BEGIN
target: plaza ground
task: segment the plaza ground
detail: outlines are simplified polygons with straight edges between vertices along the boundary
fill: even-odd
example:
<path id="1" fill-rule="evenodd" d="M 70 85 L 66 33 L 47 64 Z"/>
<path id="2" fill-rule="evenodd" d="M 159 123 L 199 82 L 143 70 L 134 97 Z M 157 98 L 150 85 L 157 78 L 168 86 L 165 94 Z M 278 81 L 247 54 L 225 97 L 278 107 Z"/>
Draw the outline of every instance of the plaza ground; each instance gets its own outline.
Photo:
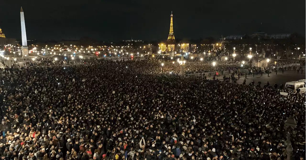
END
What you should do: Please copy out the lines above, character for character, from the very first one through the line containing "70 85 L 66 33", both included.

Complete output:
target: plaza ground
task: segment the plaza ground
detail: outlines are simplified polygons with straight edges between vertices along the boundary
fill: even-odd
example:
<path id="1" fill-rule="evenodd" d="M 70 85 L 66 33 L 47 64 Z"/>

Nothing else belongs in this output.